Fact check: Ad says Dems plan to cut Medicare
Polls indicate a neck-and-neck race in Ohio’s special election on Tuesday pitting Danny O’Connor, a Democrat, against Republican Troy Balderson to fill the state’s vacant seat in the 12th Congressional District.
O’Connor has made headway by charging that Balderson’s support of President Donald Trump’s debtfinanced tax cut will lead to reductions in Social Security and Medicare spending, such as by raising the retirement age. In one ad, O’Connor says he stands “against any cuts to Social Security and Medicare” — potentially an unrealistic pledge, given the burdens placed on old-age programs by the retirement of the baby-boom generation.
So now the Republicans have countered with their own claim of “Medicare cuts.” The ad, from a group tied to House Speaker Paul Ryan, R-Wis., begins by linking O’Connor to House Democratic leader Nancy Pelosi, Calif., and then makes a claim that initially confused: “O’Connor supports a Pelosibacked plan that cuts Medicare spending by $800 billion.”
========================================
_TASK A_:
According to the fact check, how much Medicare spending does the Republican ad say a Pelosi-backed plan would cut?
_TASK B_:
Reproduce the fact check from "O’Connor has made" to "the baby-boom generation." word for word.
========================================
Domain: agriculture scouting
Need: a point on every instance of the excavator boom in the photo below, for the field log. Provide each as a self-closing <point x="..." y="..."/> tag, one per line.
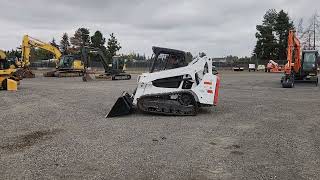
<point x="299" y="68"/>
<point x="28" y="42"/>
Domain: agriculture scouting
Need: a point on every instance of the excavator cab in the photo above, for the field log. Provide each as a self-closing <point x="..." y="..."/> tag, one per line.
<point x="7" y="79"/>
<point x="70" y="62"/>
<point x="309" y="61"/>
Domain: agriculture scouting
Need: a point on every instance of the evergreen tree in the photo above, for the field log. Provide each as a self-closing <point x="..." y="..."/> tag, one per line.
<point x="98" y="40"/>
<point x="282" y="27"/>
<point x="64" y="44"/>
<point x="272" y="35"/>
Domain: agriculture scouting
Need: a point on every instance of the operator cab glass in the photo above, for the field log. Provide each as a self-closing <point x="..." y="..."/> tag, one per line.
<point x="309" y="61"/>
<point x="166" y="61"/>
<point x="66" y="62"/>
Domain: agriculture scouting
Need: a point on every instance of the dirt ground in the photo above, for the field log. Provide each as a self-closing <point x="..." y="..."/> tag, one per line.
<point x="56" y="129"/>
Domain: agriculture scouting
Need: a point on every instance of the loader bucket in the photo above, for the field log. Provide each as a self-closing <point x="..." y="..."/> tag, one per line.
<point x="123" y="106"/>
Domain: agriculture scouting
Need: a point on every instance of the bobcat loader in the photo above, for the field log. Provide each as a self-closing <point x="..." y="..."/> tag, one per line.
<point x="172" y="87"/>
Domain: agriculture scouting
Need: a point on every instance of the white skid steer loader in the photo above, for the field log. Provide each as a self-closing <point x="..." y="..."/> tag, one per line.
<point x="172" y="87"/>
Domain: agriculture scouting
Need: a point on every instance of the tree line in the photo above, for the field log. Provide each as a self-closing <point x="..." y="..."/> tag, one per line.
<point x="272" y="36"/>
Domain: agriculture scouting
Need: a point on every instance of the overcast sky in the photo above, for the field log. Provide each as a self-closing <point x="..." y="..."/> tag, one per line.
<point x="218" y="28"/>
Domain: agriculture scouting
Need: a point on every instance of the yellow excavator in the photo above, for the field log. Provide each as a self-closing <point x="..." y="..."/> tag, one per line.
<point x="8" y="80"/>
<point x="66" y="66"/>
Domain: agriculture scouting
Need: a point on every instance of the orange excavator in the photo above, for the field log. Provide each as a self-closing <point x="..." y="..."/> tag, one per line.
<point x="299" y="69"/>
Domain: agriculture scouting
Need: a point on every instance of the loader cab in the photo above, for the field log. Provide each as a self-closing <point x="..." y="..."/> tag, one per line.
<point x="309" y="61"/>
<point x="166" y="59"/>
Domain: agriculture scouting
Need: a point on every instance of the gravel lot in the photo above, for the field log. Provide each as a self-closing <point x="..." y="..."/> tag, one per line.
<point x="55" y="129"/>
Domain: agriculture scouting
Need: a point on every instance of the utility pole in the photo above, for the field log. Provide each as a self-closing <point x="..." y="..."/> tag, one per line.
<point x="314" y="32"/>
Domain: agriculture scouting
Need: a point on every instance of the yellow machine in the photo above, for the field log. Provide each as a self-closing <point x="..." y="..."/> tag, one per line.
<point x="7" y="79"/>
<point x="67" y="66"/>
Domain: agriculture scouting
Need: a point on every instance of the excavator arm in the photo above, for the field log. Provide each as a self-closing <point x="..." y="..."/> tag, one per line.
<point x="28" y="42"/>
<point x="293" y="54"/>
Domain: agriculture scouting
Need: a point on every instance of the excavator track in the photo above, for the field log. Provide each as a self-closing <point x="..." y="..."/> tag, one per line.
<point x="176" y="104"/>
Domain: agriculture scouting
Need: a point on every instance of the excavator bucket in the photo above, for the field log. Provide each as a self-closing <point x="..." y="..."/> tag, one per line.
<point x="123" y="106"/>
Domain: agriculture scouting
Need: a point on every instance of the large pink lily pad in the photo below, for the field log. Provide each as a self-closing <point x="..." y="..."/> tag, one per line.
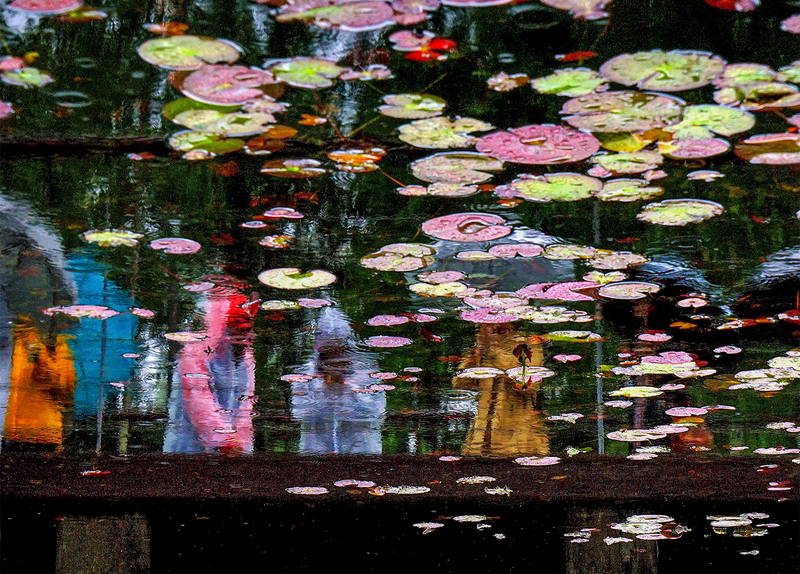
========================================
_ANSWER AREA A_:
$800 billion.

_ANSWER AREA B_:
O’Connor has made headway by charging that Balderson’s support of President Donald Trump’s debtfinanced tax cut will lead to reductions in Social Security and Medicare spending, such as by raising the retirement age. In one ad, O’Connor says he stands “against any cuts to Social Security and Medicare” — potentially an unrealistic pledge, given the burdens placed on old-age programs by the retirement of the baby-boom generation.